◆ **PASSAGE TO READ**:
····················

Every blood donation session now providing plasma for medicine
This means as a blood donor, you can now save even more lives.
From this week (beginning Monday 10 October), plasma is being recovered from every blood donation session in England to make a lifesaving medicine, so blood donors will save even more lives.
What is plasma?
Plasma is the liquid part of blood. It is rich in antibodies, which fight infections, so it can be used to make immunoglobulin, a medicine which strengthens or stabilises the immune system. Around 17,000 seriously people in England receive immunoglobulin for rare and serious disorders every year.
England currently relies on imports but immunoglobulin supplies are under pressure around the world. Supplies can also be affected by temporary shocks such as the coronavirus pandemic, which cut supplies from America, the main source of immunoglobulin for the UK.
International demand for immunoglobulin is predicted to rise by 55% between 2020 and 2026, putting further pressure on supplies. By recovering plasma from blood donations in England, NHSBT will bolster future immunoglobulin supplies to the NHS.
How is immunoglobulin used?

····················

Data entries
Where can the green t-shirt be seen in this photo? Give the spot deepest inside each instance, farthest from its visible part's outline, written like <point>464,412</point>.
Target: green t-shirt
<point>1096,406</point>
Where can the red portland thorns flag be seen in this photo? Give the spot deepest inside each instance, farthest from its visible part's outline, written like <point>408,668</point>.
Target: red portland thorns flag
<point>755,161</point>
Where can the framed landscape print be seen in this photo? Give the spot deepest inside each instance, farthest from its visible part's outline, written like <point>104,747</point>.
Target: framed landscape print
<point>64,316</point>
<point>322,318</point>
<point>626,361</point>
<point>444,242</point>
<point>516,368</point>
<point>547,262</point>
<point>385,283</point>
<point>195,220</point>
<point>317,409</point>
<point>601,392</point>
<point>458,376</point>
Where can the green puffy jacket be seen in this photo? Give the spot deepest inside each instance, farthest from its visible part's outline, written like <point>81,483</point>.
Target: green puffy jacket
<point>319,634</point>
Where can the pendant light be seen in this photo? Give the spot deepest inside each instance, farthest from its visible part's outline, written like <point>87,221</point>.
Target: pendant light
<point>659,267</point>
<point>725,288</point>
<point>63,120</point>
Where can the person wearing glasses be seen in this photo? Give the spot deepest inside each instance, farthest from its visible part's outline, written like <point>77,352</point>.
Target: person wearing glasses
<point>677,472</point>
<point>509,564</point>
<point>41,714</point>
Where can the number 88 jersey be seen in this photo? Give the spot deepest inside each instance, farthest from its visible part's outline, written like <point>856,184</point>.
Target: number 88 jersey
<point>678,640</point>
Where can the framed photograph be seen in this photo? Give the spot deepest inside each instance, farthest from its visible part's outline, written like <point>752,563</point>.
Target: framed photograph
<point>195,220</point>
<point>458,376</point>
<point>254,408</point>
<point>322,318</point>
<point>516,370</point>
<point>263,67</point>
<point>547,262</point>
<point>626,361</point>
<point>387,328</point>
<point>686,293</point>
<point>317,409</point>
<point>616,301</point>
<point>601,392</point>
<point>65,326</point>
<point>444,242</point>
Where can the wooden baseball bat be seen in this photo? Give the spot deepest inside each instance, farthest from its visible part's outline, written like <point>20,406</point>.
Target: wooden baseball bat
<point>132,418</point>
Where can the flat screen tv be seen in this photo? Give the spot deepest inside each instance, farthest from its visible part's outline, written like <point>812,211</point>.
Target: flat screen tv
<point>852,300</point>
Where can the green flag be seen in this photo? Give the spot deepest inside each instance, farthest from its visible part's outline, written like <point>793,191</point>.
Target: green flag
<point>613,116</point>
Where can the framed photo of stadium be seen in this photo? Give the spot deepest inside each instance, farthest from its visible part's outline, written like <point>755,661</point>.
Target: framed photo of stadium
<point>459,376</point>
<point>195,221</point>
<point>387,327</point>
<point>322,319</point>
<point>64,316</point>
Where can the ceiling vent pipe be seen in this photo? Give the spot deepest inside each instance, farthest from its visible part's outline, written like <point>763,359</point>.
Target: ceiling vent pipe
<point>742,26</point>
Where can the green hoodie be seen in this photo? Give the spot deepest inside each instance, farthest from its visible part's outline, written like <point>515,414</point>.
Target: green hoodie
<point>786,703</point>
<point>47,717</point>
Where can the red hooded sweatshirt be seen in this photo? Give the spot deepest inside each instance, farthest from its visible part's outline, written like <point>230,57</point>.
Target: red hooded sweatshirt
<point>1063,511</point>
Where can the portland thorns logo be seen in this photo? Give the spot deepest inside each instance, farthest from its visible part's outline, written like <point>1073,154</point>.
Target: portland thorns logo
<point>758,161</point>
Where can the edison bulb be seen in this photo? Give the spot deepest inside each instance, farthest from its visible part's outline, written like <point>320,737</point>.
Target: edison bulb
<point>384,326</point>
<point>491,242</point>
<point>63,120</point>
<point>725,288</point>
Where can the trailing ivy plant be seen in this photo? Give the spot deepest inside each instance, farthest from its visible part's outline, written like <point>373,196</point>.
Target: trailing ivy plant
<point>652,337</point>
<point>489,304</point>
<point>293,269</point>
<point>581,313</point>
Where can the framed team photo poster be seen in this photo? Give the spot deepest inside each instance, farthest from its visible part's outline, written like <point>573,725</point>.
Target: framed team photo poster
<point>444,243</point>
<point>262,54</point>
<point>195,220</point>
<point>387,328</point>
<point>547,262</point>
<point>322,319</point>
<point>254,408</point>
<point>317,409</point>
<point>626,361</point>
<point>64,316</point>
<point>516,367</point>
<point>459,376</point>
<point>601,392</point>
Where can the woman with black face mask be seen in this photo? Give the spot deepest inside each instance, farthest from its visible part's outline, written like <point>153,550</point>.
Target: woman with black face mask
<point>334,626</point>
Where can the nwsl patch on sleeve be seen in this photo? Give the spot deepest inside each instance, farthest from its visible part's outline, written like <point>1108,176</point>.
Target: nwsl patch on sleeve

····················

◆ **WORK ORDER A**: In the article on recovering plasma from blood donations, on what day did plasma recovery begin at every donation session in England?
◆ **WORK ORDER B**: Continue the article on recovering plasma from blood donations, starting after its final heading.

◆ **EXERCISE OUTPUT A**: Monday 10 October.

◆ **EXERCISE OUTPUT B**:
Immunoglobulin is used in two ways:
- To strengthen the immune system of people don’t make enough antibodies - for example if they have a genetic disorder causing a primary immunodeficiency. The donor antibodies fight off viruses and bacteria that the patient could not fight off on their own
- To stabilise the immune system of people whose immune systems are attacking their own body – for example if they have Guillain-Barré syndrome or myasthenia gravis. The donor antibodies help the patient’s immune system regulate itself
Every one of England’s 25 permanent blood donor centres and 50 mobile teams can now provide plasma for immunoglobulin medicine from this week, completing a 14-month roll out. The final mobile blood donation teams which came on board over the last few days are Sutton Coldfield, Portsmouth, Exeter, Horsham, Maidstone, and Brighton.
No changes to the donation process
As a blood donor, you will not notice any changes. Your blood donation will go ahead as normal, and your red blood cells will be used for blood transfusions as normal.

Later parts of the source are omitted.